Objetivo da tarefa
Escreva a continuação das historinhas com dendê depois do título "28. COM OU SEM EMOÇÃO?", com que o texto termina.

Trecho da fonte
******************************
HISTORINHAS COM DENDÊ (cont.)
26. NA EMERGÊNCIA
No aglomerado de gente à porta do hospital público, toca o celular da senhora ao lado. Ela atende e começa a explicar o ocorrido:
– Foi uma livração, fulana! Ele pegou a faca e foi para cima dela, para dar uma facada na coitada. Aí a cachorra avançou nele e não deixou. Protegeu a dona! Foi o Senhor Jesus e a cachorra que salvou (sic) ele!
É a primeira vez que ouço falar do auxílio de um cachorro a Jesus.
27. NA ALTA
À saída do hospital público, com alta médica, a paciente comenta com a oftalmologista que fez sua avaliação final e que a via pela primeira vez, após a cirurgia:
– Eu tive um desmaio, já na hora de me dirigir para o ônibus da excursão para ir embora, ao fim do passeio. Caí com o rosto no chão e tive esse problema todo no olho.
A médica ouvia tudo com atenção, exclamando a instantes, com o acento baiano:
– Ah, foi?!
E a paciente continuou a narrar os detalhes da situação por que tinha passado. Até que no final, ouviu da médica:
– Graças a Deus!
A paciente, sem entender, perguntou o porquê do “graças a Deus”. E a médica com a lógica afiada:
– Porque foi no fim do passeio. Você já tinha visto tudo, passeado à vontade, conhecido todos os pontos turísticos de Salvador. Já pensou se fosse na chegada? Você vai ter história para contar daqui.
28. COM OU SEM EMOÇÃO?
******************************
Linhas de dados
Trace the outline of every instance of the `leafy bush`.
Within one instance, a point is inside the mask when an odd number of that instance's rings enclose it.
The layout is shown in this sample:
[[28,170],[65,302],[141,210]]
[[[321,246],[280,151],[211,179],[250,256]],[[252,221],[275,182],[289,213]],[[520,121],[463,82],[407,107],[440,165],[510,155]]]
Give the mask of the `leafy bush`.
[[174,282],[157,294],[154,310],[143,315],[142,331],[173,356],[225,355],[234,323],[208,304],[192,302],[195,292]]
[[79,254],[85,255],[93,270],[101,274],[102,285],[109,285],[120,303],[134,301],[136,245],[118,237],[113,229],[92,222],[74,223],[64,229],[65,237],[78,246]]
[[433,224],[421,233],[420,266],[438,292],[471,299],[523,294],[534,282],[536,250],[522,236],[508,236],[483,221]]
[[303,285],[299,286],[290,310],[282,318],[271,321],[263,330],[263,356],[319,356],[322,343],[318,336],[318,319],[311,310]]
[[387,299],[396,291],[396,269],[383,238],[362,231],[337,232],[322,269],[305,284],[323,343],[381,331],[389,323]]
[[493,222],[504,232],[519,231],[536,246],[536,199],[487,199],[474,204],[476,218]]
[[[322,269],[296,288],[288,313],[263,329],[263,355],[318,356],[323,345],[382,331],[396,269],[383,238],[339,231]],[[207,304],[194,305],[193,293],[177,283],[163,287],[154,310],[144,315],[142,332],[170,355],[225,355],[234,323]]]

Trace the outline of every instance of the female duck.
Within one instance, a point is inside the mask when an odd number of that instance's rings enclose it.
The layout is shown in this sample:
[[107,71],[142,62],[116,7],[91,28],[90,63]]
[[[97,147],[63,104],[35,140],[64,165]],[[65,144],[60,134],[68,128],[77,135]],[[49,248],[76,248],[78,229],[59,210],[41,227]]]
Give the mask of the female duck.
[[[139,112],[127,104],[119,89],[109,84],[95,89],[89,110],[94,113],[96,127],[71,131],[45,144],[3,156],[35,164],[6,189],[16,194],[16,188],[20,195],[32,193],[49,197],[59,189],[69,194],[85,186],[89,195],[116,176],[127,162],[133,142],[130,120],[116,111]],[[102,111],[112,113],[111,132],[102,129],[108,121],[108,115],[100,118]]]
******************************
Resultado da tarefa
A paciente aguarda na maca, na emergência do hospital público de Salvador, o momento de ser conduzida à sala de cirurgia.
Daí a instante, atendendo o grito “Apoio!” da enfermeira acompanhante, chega o maqueiro simpático, que a cumprimenta, diz seu nome, fala que a conduzirá e pergunta:
– Quer com emoção ou sem emoção?
Na Bahia, até mesmo a simples condução de uma prosaica maca hospitalar, pode ser com este diferencial.
A paciente responde, então, que quer da melhor forma possível.
O maqueiro empunha a maca e sai pelos corredores, em velocidade de cruzeiro, curvando aqui e ali; desviando-se de um e outro obstáculo; produzindo sonoplastia de ambulância – Uó! Uó! Uó! – para abrir passagem; acenando a cada um que o cumprimenta – Aí, Valtinho! -; e brecando o veículo alucinado, com a descarga da pressão dos freios, à porta da sala: Shiiiiii! Shiiiiii! Shiiiiii!
Valtinho é um maqueiro beatbox.
Daquela viagem, a paciente estava salva. Espantada, mas salva.